Entries from a dataset:
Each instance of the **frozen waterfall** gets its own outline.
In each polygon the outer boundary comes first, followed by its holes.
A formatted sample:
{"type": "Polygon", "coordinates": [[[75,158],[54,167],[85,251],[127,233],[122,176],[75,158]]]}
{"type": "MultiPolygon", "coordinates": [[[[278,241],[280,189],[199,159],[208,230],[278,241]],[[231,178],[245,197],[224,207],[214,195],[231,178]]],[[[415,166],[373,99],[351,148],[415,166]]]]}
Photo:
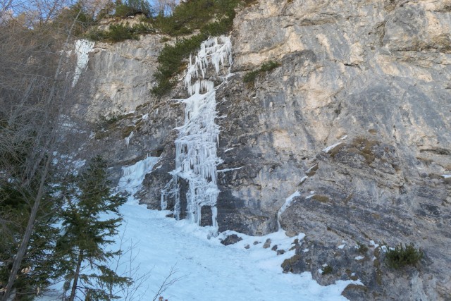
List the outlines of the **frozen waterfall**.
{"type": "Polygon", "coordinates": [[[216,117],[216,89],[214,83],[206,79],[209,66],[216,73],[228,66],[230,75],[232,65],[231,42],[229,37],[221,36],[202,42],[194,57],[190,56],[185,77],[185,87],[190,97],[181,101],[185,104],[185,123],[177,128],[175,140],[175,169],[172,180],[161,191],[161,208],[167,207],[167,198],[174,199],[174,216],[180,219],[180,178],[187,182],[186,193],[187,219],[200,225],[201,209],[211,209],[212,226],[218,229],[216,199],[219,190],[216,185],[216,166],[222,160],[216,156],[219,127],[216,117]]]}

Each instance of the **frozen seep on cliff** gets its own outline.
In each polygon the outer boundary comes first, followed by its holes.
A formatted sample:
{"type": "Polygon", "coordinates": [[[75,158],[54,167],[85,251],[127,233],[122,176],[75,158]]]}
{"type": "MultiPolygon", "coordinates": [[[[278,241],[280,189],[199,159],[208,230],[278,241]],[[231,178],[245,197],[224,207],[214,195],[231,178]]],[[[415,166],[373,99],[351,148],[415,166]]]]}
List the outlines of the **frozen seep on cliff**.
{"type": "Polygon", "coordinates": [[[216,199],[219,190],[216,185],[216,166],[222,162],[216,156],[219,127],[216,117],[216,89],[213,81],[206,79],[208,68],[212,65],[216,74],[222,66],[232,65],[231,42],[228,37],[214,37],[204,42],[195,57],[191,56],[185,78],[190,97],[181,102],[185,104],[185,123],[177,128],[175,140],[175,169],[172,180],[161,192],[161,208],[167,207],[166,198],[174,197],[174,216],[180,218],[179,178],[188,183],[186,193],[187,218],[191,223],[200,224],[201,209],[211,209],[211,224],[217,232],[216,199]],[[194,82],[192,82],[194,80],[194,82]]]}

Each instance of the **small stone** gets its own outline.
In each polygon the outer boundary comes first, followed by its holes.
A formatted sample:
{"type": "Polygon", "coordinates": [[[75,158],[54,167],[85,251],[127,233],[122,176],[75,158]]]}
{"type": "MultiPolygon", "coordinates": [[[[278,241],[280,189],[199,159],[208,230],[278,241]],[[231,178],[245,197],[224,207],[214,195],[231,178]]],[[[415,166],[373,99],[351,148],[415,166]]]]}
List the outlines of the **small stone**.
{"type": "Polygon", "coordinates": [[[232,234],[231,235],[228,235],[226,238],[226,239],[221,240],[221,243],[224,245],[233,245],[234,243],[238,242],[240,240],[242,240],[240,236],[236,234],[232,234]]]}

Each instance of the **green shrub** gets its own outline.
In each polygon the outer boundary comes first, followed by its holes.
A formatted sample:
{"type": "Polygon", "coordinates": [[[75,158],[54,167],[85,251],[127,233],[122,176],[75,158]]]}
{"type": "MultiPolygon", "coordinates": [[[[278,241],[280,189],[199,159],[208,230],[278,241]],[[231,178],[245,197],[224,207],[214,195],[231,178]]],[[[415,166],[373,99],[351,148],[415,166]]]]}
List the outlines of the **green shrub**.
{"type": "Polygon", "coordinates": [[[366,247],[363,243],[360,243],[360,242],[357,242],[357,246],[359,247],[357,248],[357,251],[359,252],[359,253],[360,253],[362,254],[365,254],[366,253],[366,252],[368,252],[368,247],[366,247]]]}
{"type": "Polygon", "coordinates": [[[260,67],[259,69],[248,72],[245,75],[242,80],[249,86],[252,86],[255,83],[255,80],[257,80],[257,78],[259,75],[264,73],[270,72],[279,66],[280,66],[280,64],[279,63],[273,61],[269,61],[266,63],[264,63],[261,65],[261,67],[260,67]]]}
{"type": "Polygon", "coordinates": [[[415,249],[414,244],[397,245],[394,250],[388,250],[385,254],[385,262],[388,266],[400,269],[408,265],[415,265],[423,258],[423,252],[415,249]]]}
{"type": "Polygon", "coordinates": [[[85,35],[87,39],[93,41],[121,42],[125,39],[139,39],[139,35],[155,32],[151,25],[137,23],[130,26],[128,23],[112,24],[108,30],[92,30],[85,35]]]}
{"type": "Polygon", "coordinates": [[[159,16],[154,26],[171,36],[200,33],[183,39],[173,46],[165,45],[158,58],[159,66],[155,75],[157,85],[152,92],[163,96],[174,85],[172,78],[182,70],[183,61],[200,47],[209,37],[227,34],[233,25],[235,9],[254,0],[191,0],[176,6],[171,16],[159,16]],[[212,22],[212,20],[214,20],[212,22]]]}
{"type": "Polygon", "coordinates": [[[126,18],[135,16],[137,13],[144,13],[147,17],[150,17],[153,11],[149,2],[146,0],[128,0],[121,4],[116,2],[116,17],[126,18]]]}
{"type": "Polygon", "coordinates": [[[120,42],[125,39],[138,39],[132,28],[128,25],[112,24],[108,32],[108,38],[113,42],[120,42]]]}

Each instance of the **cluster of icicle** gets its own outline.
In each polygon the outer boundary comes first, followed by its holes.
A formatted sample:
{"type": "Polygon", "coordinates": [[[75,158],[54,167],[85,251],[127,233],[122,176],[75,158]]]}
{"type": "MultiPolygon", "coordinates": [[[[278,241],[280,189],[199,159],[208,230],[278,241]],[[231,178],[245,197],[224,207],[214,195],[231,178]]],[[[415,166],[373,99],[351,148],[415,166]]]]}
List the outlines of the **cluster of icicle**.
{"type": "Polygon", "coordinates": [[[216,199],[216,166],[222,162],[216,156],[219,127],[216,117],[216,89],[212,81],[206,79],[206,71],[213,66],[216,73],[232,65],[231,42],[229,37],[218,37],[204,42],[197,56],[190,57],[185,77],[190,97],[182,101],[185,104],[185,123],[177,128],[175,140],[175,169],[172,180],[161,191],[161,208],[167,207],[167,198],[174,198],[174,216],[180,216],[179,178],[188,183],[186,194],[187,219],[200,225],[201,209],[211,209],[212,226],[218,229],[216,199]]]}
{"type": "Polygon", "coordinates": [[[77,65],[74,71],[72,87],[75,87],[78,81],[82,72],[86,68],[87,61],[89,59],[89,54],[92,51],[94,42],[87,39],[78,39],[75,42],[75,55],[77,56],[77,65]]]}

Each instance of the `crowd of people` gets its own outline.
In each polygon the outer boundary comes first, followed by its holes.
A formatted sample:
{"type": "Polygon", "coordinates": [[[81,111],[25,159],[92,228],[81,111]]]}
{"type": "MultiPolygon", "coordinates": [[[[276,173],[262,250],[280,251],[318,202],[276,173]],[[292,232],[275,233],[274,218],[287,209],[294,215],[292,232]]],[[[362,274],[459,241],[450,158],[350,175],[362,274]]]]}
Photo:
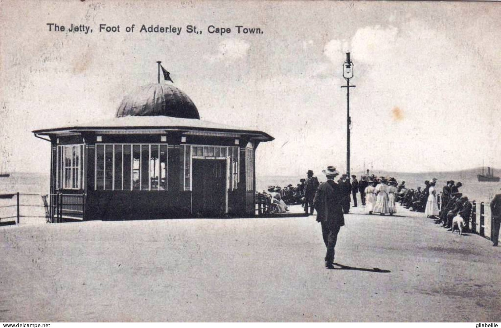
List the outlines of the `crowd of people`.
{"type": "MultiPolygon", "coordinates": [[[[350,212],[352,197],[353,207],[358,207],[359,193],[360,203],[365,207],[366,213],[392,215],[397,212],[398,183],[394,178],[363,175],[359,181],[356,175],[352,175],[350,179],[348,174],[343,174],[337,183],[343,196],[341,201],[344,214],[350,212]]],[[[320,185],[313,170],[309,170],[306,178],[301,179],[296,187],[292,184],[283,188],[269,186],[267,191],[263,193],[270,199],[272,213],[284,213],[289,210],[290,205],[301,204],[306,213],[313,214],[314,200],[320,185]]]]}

» Instructions to follow:
Could you lay out the records as a JSON list of strings, one string per line with blank lines left out, starting at the very beginning and going on through the line containing "List the outlines of the **frozen waterfall**."? Please omit the pictures from your list.

» The output:
[
  "Each instance of the **frozen waterfall** gets its own outline.",
  "In each polygon the outer boundary comes first, followed by its holes.",
  "A formatted sample:",
  "{\"type\": \"Polygon\", \"coordinates\": [[[75,158],[54,167],[85,251],[127,233],[122,176],[75,158]]]}",
  "{\"type\": \"MultiPolygon\", \"coordinates\": [[[[278,241],[280,189],[199,159],[208,230],[278,241]],[[231,178],[245,197],[224,207],[214,195],[231,178]]],[[[415,166],[373,99],[351,148],[415,166]]]]}",
  "Photo:",
  "List the outlines of the **frozen waterfall**."
]